What this exercise asks |
- a) What does the Incarnation passage say Christmas is the beginning of?
- b) Summarize the Incarnation passage in two sentences.

Selection |
Incarnation of the Word into flesh becomes God’s way of communicating with us in a manner suited to our human condition.[9]  Incarnation is the length to which God will go to get through to us.  We are sensate creatures – we see, we touch, we hear.  So God calls through the cry from a manger and the groans from a cross.  In the story of Jesus that follows his birth, God communicates in Jesus’ actions and also in his words.  Jesus enacts life-giving power. God’s radical, subversive action in terms we can grasp.

Christmas is the beginning of God coming to all people[10] – expanding the eternal covenant made long ago through an ancient people.  In that time, God spoke to the ancestors in many and various ways by the prophets.[11]  Now God is speaking to us through the Word made flesh, Jesus the Son of God.

(Excerpts from a detection dataset)
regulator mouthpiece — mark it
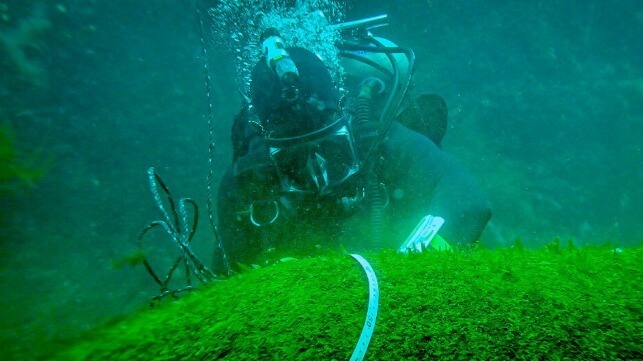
[261,28,299,86]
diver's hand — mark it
[234,139,279,202]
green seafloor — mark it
[48,240,643,360]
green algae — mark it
[50,242,643,360]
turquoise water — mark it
[0,0,643,355]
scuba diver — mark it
[217,17,491,269]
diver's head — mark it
[250,48,359,194]
[250,48,340,138]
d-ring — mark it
[250,201,279,227]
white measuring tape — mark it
[350,254,380,361]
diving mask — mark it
[266,116,360,195]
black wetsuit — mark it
[218,112,491,264]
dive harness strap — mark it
[350,253,380,361]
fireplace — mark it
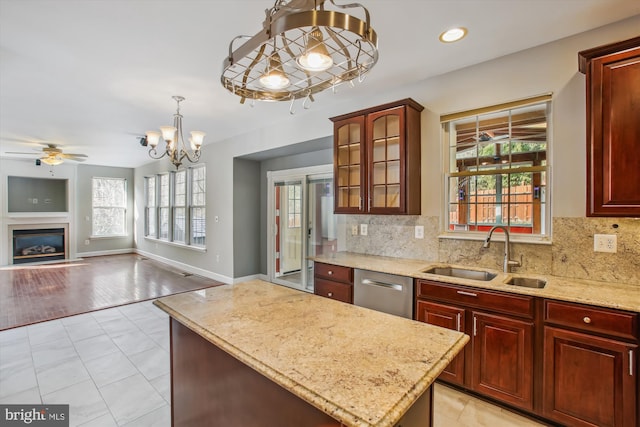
[13,228,67,264]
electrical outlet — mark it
[593,234,618,254]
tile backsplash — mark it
[344,215,640,286]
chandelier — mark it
[221,0,378,108]
[141,95,206,169]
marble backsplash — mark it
[343,215,640,286]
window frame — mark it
[90,176,129,239]
[144,165,206,250]
[439,93,553,244]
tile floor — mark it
[0,301,541,427]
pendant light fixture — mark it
[220,0,378,103]
[143,95,206,169]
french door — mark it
[267,165,338,292]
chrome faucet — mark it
[482,225,522,273]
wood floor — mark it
[0,254,222,330]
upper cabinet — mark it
[330,99,424,215]
[579,37,640,217]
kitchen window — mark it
[91,177,127,237]
[145,166,206,247]
[441,95,551,240]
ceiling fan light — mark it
[160,126,178,143]
[438,27,467,43]
[146,130,162,148]
[296,27,333,72]
[40,157,63,166]
[260,52,290,90]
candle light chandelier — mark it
[143,95,206,169]
[221,0,378,107]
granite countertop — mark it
[155,280,469,426]
[310,252,640,313]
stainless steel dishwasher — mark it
[353,269,413,319]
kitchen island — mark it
[155,280,469,427]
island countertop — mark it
[155,280,469,426]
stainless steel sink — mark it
[422,267,496,282]
[507,277,547,289]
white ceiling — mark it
[0,0,640,167]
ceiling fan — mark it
[6,143,87,166]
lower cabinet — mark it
[542,301,640,427]
[416,280,535,411]
[471,311,534,410]
[416,300,466,385]
[313,262,353,304]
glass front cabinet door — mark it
[331,99,423,215]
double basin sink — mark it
[422,267,547,289]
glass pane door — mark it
[270,169,338,292]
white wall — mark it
[135,16,640,281]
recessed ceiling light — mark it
[438,27,467,43]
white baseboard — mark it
[76,248,136,258]
[134,249,235,284]
[233,274,269,283]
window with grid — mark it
[172,170,187,243]
[158,173,170,240]
[441,95,551,238]
[145,176,158,237]
[91,177,127,237]
[287,184,302,228]
[189,166,206,246]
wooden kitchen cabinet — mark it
[330,99,424,215]
[471,311,534,410]
[579,37,640,217]
[416,300,466,385]
[543,300,639,427]
[313,262,353,304]
[416,280,535,411]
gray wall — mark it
[233,158,262,277]
[260,147,333,275]
[75,165,135,255]
[7,176,69,212]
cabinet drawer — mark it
[418,280,533,318]
[544,300,638,339]
[314,262,353,284]
[314,279,353,304]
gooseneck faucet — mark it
[482,225,521,273]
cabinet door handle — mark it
[456,291,478,297]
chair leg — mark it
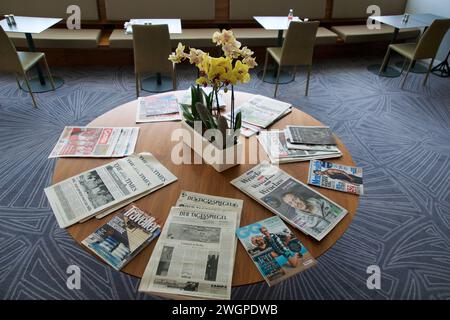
[273,66,281,98]
[401,59,414,89]
[44,56,55,91]
[262,51,269,81]
[292,66,297,80]
[23,72,37,108]
[135,73,141,98]
[422,58,434,86]
[305,65,311,96]
[378,47,391,75]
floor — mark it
[0,58,450,299]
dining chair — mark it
[0,27,55,107]
[132,25,177,97]
[263,21,319,97]
[379,19,450,89]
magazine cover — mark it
[82,205,161,270]
[231,161,347,241]
[308,160,364,194]
[236,216,316,287]
[286,126,336,145]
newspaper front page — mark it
[95,152,177,222]
[139,207,238,299]
[44,155,162,228]
[308,160,364,195]
[49,127,139,158]
[231,162,347,241]
[258,130,342,163]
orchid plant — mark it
[169,30,257,148]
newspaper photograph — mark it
[308,160,364,195]
[44,155,162,228]
[139,207,239,299]
[95,152,177,222]
[258,130,342,163]
[231,161,347,241]
[136,92,181,123]
[225,95,292,128]
[49,127,139,158]
[236,216,316,287]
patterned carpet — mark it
[0,59,450,299]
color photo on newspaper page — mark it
[236,216,316,286]
[49,127,139,158]
[308,160,364,194]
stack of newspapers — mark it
[258,126,342,163]
[44,153,177,228]
[49,127,139,158]
[225,95,292,137]
[139,191,243,299]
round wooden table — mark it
[53,92,358,286]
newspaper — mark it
[139,207,239,299]
[258,130,342,163]
[225,95,292,128]
[136,92,181,123]
[49,127,139,158]
[44,155,162,228]
[231,161,347,241]
[95,152,177,222]
[236,216,316,286]
[285,126,336,145]
[308,160,364,194]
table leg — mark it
[25,33,45,86]
[20,33,64,93]
[367,28,401,78]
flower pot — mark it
[181,121,242,172]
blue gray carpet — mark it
[0,58,450,299]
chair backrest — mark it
[133,24,173,73]
[0,27,23,73]
[280,21,319,65]
[414,19,450,59]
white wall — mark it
[406,0,450,61]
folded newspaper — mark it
[236,216,316,286]
[231,161,347,241]
[82,205,161,270]
[308,160,364,194]
[49,127,139,158]
[136,92,181,123]
[139,191,243,299]
[44,154,176,228]
[225,95,292,137]
[258,130,342,163]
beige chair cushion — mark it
[0,0,99,20]
[230,0,327,20]
[109,28,219,48]
[331,0,407,19]
[105,0,216,21]
[283,27,338,46]
[8,29,101,49]
[331,24,420,43]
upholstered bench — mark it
[8,28,101,49]
[109,28,219,48]
[331,24,420,43]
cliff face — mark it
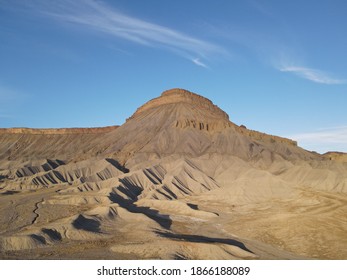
[0,89,304,164]
[0,89,347,259]
[131,88,229,121]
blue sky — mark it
[0,0,347,152]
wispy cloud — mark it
[288,126,347,152]
[27,0,227,66]
[279,66,346,85]
[192,58,208,68]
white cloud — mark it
[32,0,227,66]
[192,58,208,68]
[288,126,347,153]
[279,66,346,85]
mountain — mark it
[0,89,347,259]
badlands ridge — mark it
[0,89,347,259]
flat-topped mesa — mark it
[0,126,118,135]
[129,88,229,121]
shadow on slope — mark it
[72,215,100,232]
[155,231,253,254]
[109,192,172,230]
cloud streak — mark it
[288,126,347,152]
[192,58,208,68]
[279,66,346,85]
[29,0,227,67]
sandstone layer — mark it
[0,89,347,259]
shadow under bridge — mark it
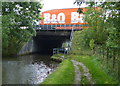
[33,30,72,54]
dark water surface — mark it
[2,54,58,84]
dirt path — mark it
[71,60,94,84]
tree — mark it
[2,2,42,55]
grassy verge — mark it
[42,60,75,84]
[69,54,117,84]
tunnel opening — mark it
[33,35,70,55]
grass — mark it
[79,66,89,84]
[70,54,117,84]
[42,60,75,84]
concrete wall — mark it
[18,31,71,55]
[18,40,35,55]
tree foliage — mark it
[76,2,120,47]
[2,2,42,55]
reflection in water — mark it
[2,55,58,84]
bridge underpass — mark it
[19,29,72,55]
[33,30,71,54]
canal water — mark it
[2,54,58,84]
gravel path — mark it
[71,60,94,84]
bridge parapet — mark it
[34,24,88,30]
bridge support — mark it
[19,30,71,55]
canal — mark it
[2,54,58,84]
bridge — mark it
[19,9,87,54]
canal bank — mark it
[42,54,118,86]
[2,54,58,84]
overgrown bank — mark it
[42,31,119,84]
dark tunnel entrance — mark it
[33,31,70,55]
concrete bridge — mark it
[19,28,81,55]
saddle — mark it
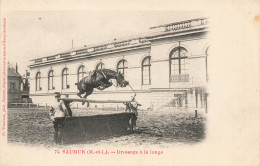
[90,70,110,90]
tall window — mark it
[205,46,210,81]
[170,47,189,75]
[48,70,55,90]
[62,68,70,89]
[78,65,86,82]
[96,62,105,70]
[117,59,128,78]
[142,56,151,85]
[35,72,42,90]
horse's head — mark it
[116,72,129,87]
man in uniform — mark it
[124,95,141,129]
[49,95,72,144]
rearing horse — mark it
[75,69,129,98]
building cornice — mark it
[28,18,208,68]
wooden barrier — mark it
[59,98,131,103]
[54,92,137,144]
[60,113,135,144]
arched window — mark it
[205,46,210,82]
[62,68,70,89]
[96,62,105,70]
[35,72,42,90]
[170,47,189,82]
[170,47,189,75]
[142,56,151,85]
[48,70,55,90]
[78,65,86,82]
[117,59,128,78]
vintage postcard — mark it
[0,1,260,166]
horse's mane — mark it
[97,69,118,76]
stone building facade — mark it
[29,18,209,109]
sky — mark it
[7,11,205,75]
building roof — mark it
[28,18,208,68]
[7,67,22,77]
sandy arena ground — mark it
[8,108,206,147]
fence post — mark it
[195,110,198,118]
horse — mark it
[75,69,129,99]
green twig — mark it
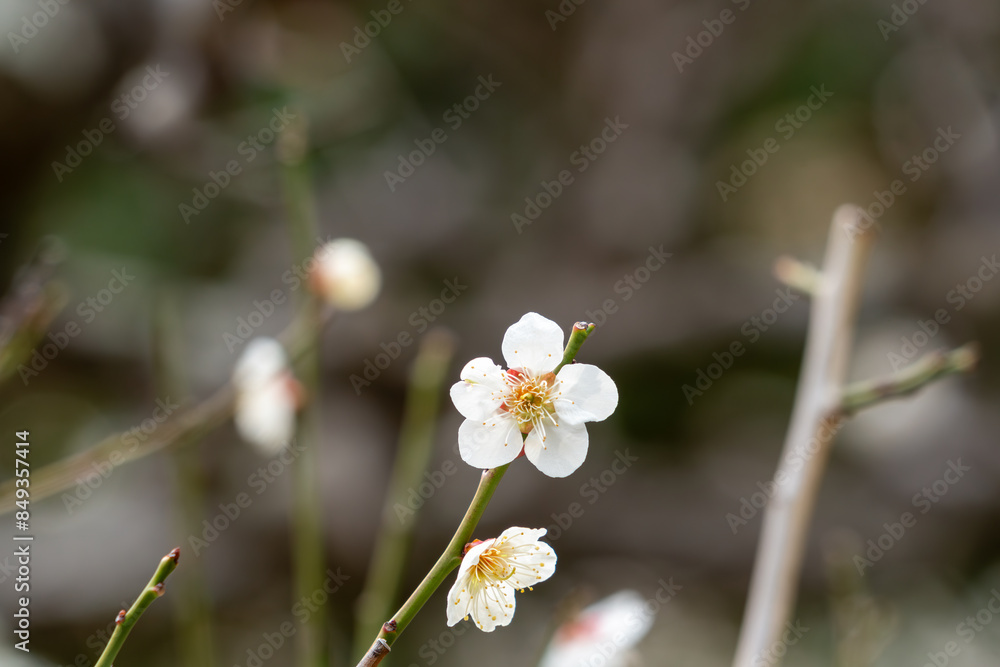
[278,113,329,667]
[153,294,215,667]
[362,463,510,664]
[0,306,325,514]
[94,549,181,667]
[354,329,454,652]
[358,322,596,667]
[552,322,597,374]
[840,343,979,416]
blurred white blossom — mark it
[539,591,653,667]
[310,239,382,310]
[233,338,302,456]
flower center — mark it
[473,547,514,583]
[500,368,556,439]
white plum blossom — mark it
[309,239,382,310]
[539,590,653,667]
[233,338,302,456]
[448,526,556,632]
[451,313,618,477]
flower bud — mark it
[309,239,382,310]
[233,338,302,456]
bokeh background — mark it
[0,0,1000,667]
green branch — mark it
[354,329,454,651]
[376,463,510,646]
[552,322,597,374]
[94,549,181,667]
[840,343,979,416]
[358,322,596,667]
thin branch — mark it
[0,313,325,514]
[733,206,873,667]
[840,343,979,416]
[354,329,455,651]
[357,322,595,667]
[358,463,510,667]
[94,549,181,667]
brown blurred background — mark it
[0,0,1000,667]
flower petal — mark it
[524,422,589,477]
[451,357,507,421]
[497,528,556,589]
[448,539,495,627]
[458,412,523,470]
[553,364,618,424]
[447,571,472,627]
[469,583,517,632]
[500,313,563,375]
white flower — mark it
[451,313,618,477]
[233,338,301,455]
[448,526,556,632]
[540,591,653,667]
[310,239,382,310]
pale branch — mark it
[733,206,873,667]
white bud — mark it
[310,239,382,310]
[233,338,299,456]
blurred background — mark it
[0,0,1000,667]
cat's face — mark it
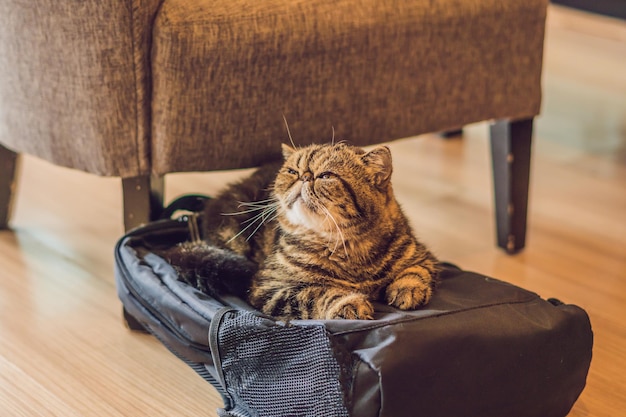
[274,144,392,233]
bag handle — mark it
[159,194,211,220]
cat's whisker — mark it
[220,199,279,216]
[320,206,348,257]
[237,197,276,207]
[246,213,280,241]
[283,114,298,149]
[226,205,278,244]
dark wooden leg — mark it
[0,145,19,230]
[439,127,463,139]
[490,119,533,254]
[122,175,165,231]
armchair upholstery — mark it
[0,0,547,251]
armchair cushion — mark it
[0,0,162,177]
[152,0,547,174]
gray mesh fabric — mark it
[218,312,349,417]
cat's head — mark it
[274,143,393,233]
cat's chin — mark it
[285,199,328,232]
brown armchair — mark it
[0,0,547,252]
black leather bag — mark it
[115,197,593,417]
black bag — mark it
[115,197,593,417]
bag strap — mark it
[159,194,211,219]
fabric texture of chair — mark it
[152,0,546,174]
[0,0,548,250]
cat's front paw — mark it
[324,294,374,320]
[386,275,433,310]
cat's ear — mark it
[282,143,296,159]
[361,146,393,186]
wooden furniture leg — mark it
[0,145,19,230]
[122,175,165,231]
[439,127,463,139]
[490,118,533,254]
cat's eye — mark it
[317,171,335,180]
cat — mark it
[166,143,439,320]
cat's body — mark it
[191,144,437,319]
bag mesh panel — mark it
[218,312,348,417]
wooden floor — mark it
[0,4,626,417]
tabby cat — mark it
[168,143,438,320]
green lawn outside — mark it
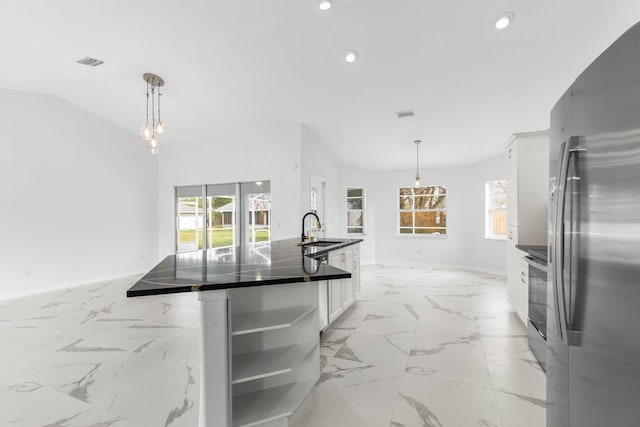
[180,228,269,249]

Results in order |
- a) God coming to all people.

- b) The Incarnation, the Word made flesh, is God's way of communicating with sensate human beings in terms they can grasp, calling through the cry from a manger and the groans from a cross and speaking through Jesus' actions and words. Christmas begins God's coming to all people, expanding the ancient covenant, so that God, who once spoke to the ancestors through the prophets, now speaks through Jesus the Son of God.